• _Document extract_
It’s quite the while since I was on my high horse and it seems appropriate to mount up again.
One cannot help noticing that QEII is now a nonagenarian, and a sprightly one at that. I sometimes wonder whether she has decided to outlive the heir presumptive and reduce him to an asterisk in the family history, never having forgiven him for marrying that upstart Diana, the daughter-in-law who outshone QEII’s own family, and then poor Camilla whose tampon (according to contemporary reports) he wished that he could replace-such a princely ambition.
As an octogenarian and putative centenarian myself, I wish the old dear what I wish for myself, viz., happiness and good health in our remaining moments.
There is something Mikado-esque about that last sentence; as I recall it, Nanki-poo, heir presumptive to the throne of Japan, was masquerading as a wandering minstrel to escape the amorous attentions of Katisha, an aging courtesan. His wanderings brought him to the town of Titipoo, where the action is staged. Our hero is searching for the one he loves, “a schoolgirl named YumYum.” At some point he is unfortunately sentenced to death by beheading for the crime of flirting. The sentence is to be carried out in one month by Ko Ko, the Lord High Executioner which inspires a song by Pooh Bah, the snooty Lord High Everything Else, in which he exhorts Nanki-poo to enjoy “Long Life to You -’til Then!”. The Mikado is W.S.Gilbert’s comic satire on politics and institutions in Victorian Britain; what a whale of a time he would have today!
Meanwhile QEII sails on, “long to reign over us” to quote the National Anthem-another of my pet peeves (more on this another day), and long she has done so. I remember the day, as I remember that day when JFK was shot. It was in April 1953, I was a sixth former at Chesterfield Grammar School and the Headmaster, a man named Glister, called a special assembly at which he announced that the king had succumbed to his illness and his daughter Elizabeth was now queen. As it happened she and hubby Phillip were in Kenya at the time of her accession accepting the adulation of her new subjects of color. The special assembly ended in the way all assemblies ended, with teachers and boys (no girls at this school) singing “Jerusalem”, William Blake’s weird paean to England and Anglicism. From that day to this she has reigned over the Brits and a bunch of other dominions, whether they liked it or not!
But as usual I digress.

• _Data for analysis_
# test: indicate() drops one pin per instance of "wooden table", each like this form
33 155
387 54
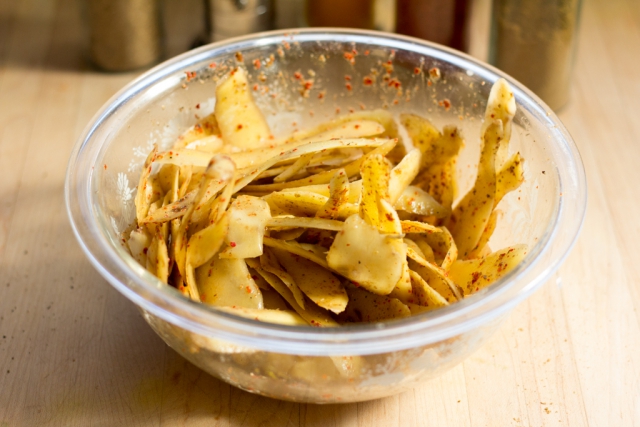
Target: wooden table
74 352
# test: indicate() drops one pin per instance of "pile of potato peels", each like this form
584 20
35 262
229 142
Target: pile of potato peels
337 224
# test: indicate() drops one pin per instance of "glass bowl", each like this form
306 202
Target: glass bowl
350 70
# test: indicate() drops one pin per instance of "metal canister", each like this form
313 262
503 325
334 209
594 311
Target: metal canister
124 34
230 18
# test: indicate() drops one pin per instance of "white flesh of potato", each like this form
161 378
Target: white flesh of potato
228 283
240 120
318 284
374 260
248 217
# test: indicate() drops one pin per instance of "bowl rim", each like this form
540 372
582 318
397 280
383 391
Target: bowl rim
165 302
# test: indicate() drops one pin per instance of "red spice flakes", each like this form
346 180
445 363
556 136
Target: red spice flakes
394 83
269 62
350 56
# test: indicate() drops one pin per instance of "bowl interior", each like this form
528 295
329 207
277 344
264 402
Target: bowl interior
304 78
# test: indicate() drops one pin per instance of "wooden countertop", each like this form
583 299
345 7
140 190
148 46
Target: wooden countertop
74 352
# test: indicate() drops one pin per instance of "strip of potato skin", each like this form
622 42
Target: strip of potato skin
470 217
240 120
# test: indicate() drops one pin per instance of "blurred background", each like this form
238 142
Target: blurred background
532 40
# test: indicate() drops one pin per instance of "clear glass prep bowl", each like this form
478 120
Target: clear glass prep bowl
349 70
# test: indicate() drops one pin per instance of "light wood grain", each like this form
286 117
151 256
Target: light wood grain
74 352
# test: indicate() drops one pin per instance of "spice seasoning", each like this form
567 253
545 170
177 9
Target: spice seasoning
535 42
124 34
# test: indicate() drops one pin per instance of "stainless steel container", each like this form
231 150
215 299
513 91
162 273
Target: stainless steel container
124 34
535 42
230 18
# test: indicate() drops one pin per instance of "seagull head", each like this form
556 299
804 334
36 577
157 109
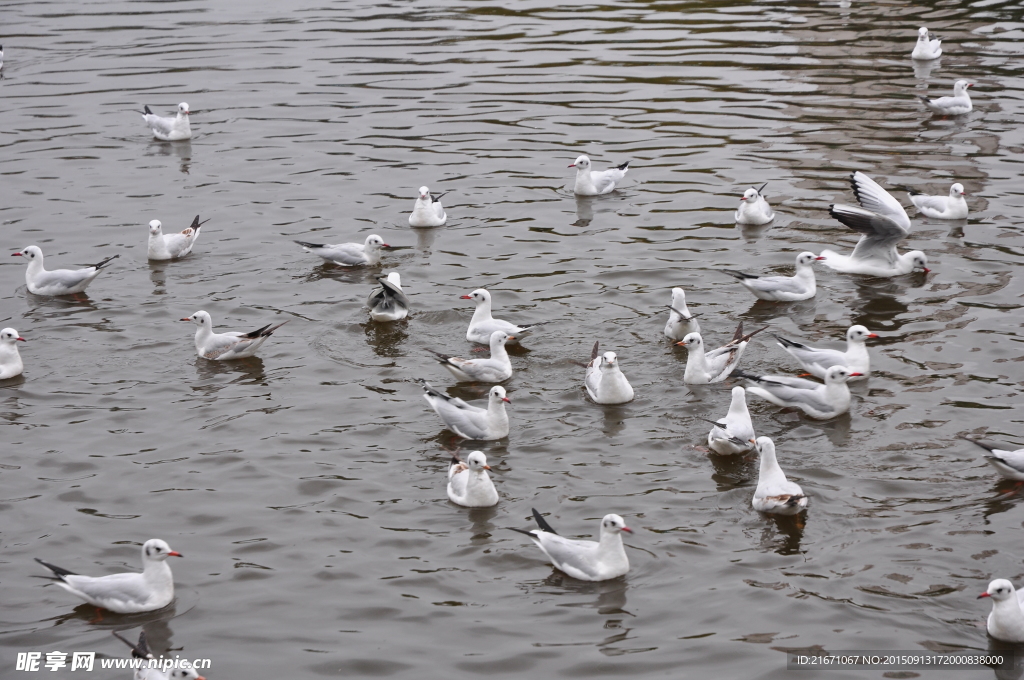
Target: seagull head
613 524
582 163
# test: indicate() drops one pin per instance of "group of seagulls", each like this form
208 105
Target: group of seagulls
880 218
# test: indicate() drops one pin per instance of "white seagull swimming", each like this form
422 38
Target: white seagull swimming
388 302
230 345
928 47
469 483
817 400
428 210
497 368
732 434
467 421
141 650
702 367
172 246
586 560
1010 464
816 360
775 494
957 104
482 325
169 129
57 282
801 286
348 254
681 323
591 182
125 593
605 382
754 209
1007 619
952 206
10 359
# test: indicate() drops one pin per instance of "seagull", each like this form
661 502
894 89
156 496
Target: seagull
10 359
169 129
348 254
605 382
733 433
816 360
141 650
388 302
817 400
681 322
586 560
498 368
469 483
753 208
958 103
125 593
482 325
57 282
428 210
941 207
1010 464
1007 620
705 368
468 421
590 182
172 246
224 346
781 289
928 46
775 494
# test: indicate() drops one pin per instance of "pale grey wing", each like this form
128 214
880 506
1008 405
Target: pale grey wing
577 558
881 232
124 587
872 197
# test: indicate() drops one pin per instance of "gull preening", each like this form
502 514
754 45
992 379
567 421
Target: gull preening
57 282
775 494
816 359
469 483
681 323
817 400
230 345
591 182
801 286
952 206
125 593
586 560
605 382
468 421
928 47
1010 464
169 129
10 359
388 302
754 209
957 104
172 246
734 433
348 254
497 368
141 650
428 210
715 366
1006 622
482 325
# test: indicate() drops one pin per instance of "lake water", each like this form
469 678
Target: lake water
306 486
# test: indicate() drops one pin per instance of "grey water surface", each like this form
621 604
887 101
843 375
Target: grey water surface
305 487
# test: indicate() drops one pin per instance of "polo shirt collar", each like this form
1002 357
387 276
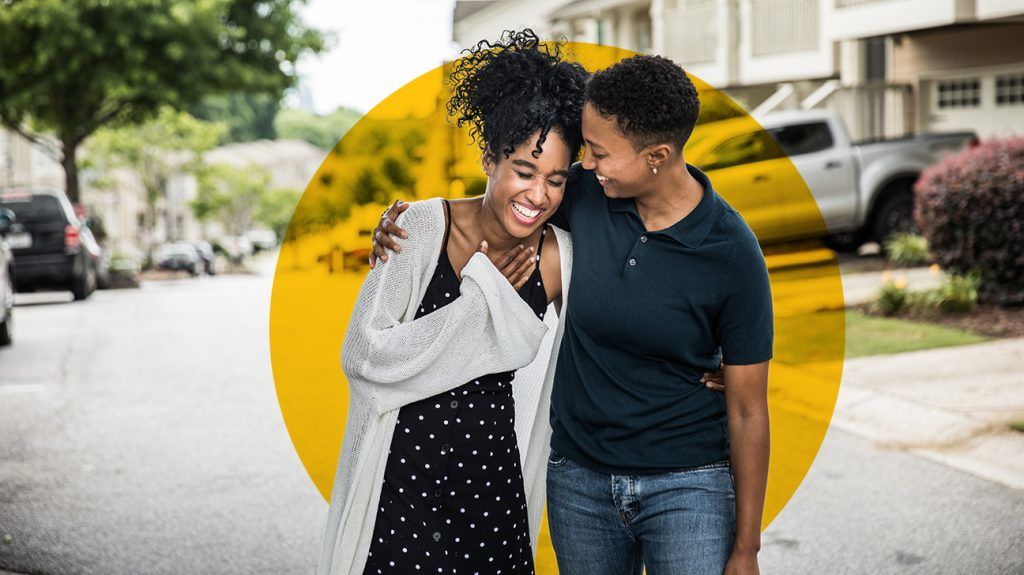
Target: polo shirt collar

• _Exercise instructions_
Update the piece on QEII from "It’s quite the" and going on through "our remaining moments.", replacing "sprightly" with "spry".

• _Worked solution_
It’s quite the while since I was on my high horse and it seems appropriate to mount up again.
One cannot help noticing that QEII is now a nonagenarian, and a spry one at that. I sometimes wonder whether she has decided to outlive the heir presumptive and reduce him to an asterisk in the family history, never having forgiven him for marrying that upstart Diana, the daughter-in-law who outshone QEII’s own family, and then poor Camilla whose tampon (according to contemporary reports) he wished that he could replace-such a princely ambition.
As an octogenarian and putative centenarian myself, I wish the old dear what I wish for myself, viz., happiness and good health in our remaining moments.